** begin **

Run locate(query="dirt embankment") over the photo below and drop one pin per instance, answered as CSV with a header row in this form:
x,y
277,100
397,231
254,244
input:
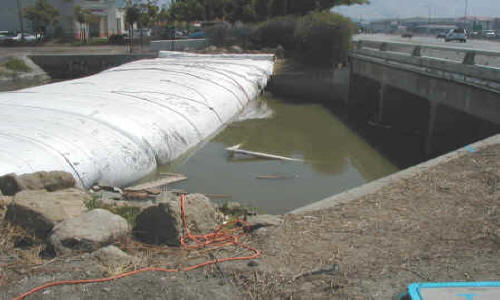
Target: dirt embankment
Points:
x,y
439,225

** end **

**EXERCISE OBJECTIVE**
Would you return the records above word for word and line by line, leaving out the pictures?

**TASK RESPONSE**
Run locate(query="dirt embankment") over the photo below and drop one pin per instance, answered as CSV with a header row in this form:
x,y
277,100
397,231
254,244
input:
Target: dirt embankment
Points:
x,y
439,225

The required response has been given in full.